[Point-per-instance localization data]
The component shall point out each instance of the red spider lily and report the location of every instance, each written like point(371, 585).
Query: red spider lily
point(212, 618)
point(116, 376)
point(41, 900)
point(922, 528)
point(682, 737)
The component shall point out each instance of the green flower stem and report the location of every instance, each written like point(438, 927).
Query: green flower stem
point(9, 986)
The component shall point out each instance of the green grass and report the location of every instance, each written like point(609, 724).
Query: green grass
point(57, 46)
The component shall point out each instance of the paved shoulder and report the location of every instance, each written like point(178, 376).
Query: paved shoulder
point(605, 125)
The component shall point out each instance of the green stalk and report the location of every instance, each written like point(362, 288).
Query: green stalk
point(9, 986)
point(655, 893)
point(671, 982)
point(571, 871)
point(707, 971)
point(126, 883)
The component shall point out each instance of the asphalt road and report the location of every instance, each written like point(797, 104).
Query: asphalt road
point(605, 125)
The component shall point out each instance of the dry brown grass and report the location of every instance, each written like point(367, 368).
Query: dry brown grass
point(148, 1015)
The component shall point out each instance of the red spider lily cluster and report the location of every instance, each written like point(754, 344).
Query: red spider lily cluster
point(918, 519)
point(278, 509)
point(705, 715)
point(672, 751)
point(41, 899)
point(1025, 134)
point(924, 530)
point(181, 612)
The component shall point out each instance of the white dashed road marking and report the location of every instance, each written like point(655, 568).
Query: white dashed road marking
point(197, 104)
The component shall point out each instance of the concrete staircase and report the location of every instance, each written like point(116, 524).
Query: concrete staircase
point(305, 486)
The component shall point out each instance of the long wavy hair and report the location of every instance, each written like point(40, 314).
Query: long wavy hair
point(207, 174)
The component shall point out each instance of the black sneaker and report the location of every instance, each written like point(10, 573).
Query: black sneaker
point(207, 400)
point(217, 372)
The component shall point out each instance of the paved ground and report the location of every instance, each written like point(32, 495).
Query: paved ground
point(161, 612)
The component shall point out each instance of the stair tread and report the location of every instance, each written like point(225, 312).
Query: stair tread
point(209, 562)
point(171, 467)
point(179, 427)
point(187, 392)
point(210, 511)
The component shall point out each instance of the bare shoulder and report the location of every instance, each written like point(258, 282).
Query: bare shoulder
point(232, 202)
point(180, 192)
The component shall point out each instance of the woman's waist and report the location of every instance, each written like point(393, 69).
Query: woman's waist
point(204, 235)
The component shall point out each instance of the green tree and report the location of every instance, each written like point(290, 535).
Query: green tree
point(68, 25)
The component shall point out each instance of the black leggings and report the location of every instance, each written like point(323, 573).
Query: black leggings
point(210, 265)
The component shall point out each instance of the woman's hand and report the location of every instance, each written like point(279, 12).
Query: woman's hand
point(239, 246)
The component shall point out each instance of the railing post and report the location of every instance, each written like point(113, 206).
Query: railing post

### EXERCISE DIRECTIONS
Print every record exactly as written.

### OUTPUT OF THE EXERCISE
The component shall point out each instance of the red spider lily and report the location of every instance, each written like point(371, 585).
Query: red spider lily
point(212, 618)
point(116, 376)
point(41, 900)
point(922, 528)
point(682, 737)
The component shall point out each instance of the green flower stem and report the location of every instance, each written like point(438, 927).
Query: green flower stem
point(9, 986)
The component shall point out each instance of the green grass and report the location of every instance, each written like point(609, 724).
Query: green grass
point(57, 46)
The component shall point out each instance of the paved shoulder and report the location of every instance, each written like point(178, 376).
Query: paved shoulder
point(605, 125)
The component shall point out each instance of the green stalk and report the location of every instance, each written like point(362, 288).
Query: green stalk
point(9, 986)
point(655, 893)
point(671, 982)
point(571, 871)
point(707, 971)
point(126, 883)
The component shall point out each instance of the asphalt road and report the location of every instance, each written like point(797, 104).
Query: asphalt road
point(605, 125)
The component shall point out each instance of the dry brown grass and report the location of every instance, each written like point(367, 368).
Query: dry brown grass
point(148, 1015)
The component shall point out each instance of the red spider lily cluster and report the location of every instance, each written like point(754, 344).
Query: red spider lily cluster
point(918, 519)
point(278, 509)
point(705, 715)
point(672, 751)
point(41, 899)
point(1025, 134)
point(924, 530)
point(181, 612)
The component shall point out each instance of the white dashed road marking and report the location of every instance, each written like point(655, 568).
Query: white dashed road marking
point(197, 104)
The component shall point out each instance of the concrete staircase and report the location of every instance, each written like point(116, 524).
Query: concrete staircase
point(305, 486)
The component shall point out each instance of the long wavy hair and report the location of every instance, each written like point(40, 314).
Query: long wavy hair
point(207, 174)
The component shall point out each instance of the black sneaker and report the location of every instance, each written like point(10, 573).
Query: black sneaker
point(207, 400)
point(217, 372)
The component shall point out each instance of the paved ground and report the location of every instance, each written like point(32, 495).
Query: paved ground
point(161, 612)
The component shall point out each instance of the stair tread and report the location of every instance, each written like point(225, 312).
Query: stair tread
point(209, 562)
point(171, 467)
point(179, 427)
point(187, 392)
point(210, 511)
The component shall point out each instance of the bare shoulder and report the location of every instance, each written like point(258, 282).
Query: bare shoulder
point(232, 202)
point(180, 192)
The component shall point out each instance of the woman's waist and report the location of every instance, each written like point(393, 69).
Query: woman's waist
point(204, 235)
The component shall point out each instance of the green tree and report the location of every instance, each written like point(290, 535).
Query: green tree
point(68, 25)
The component shall point out each instance of the black leggings and report the location of every instance, each written like point(323, 573).
Query: black leggings
point(210, 265)
The component shall point out each instance of the woman's hand and report the location of every instance, each written like point(279, 12).
Query: woman's hand
point(239, 246)
The component shall point out each instance of the railing post and report the location of every instance, each written like point(113, 206).
Query: railing post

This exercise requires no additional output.